◆ WORK INSTRUCTIONS
For the material that follows, state the number of lines where "sided" occurs, and add nothing.

◆ EXERCISE MATERIAL
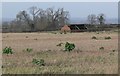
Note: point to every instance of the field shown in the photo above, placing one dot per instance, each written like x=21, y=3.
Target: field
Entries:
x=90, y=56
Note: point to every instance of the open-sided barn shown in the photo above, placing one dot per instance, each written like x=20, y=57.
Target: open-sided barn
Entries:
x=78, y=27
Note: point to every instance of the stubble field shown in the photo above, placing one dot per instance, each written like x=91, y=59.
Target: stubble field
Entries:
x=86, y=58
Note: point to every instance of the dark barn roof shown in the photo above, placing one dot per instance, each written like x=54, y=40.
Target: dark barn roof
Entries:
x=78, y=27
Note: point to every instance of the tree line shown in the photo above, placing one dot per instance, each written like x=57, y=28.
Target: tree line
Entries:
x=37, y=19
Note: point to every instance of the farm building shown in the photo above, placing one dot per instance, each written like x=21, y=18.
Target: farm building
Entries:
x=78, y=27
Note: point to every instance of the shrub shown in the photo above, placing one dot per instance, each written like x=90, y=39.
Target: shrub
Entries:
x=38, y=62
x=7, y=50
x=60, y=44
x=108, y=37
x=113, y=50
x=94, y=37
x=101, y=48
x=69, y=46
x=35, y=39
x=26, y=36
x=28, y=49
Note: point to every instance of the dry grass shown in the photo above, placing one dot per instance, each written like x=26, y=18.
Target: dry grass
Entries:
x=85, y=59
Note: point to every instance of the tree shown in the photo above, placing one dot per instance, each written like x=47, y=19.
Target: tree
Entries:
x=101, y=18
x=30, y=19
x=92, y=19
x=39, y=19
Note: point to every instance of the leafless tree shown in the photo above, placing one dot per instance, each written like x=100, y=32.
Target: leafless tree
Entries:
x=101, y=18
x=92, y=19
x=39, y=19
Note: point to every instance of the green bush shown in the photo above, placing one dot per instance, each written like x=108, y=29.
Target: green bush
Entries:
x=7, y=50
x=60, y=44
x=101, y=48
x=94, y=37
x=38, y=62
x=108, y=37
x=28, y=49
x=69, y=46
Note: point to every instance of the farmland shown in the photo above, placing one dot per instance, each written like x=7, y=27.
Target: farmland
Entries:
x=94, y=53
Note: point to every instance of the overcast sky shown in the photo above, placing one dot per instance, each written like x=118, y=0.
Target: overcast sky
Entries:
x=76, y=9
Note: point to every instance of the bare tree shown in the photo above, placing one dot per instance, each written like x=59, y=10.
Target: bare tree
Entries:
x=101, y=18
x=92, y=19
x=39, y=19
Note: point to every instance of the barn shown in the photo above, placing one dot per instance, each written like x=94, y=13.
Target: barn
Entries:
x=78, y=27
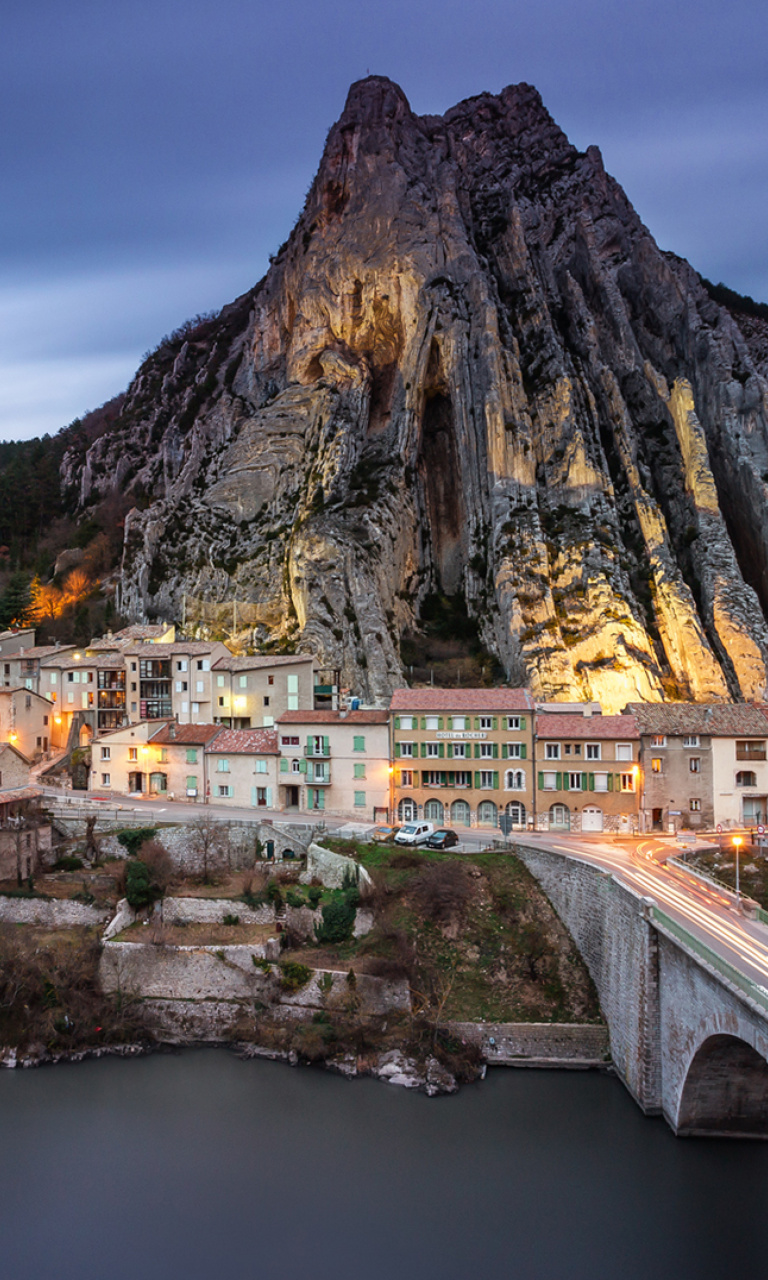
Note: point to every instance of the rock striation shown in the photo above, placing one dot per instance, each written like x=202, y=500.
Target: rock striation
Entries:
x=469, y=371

◆ EXERCISE ANSWER
2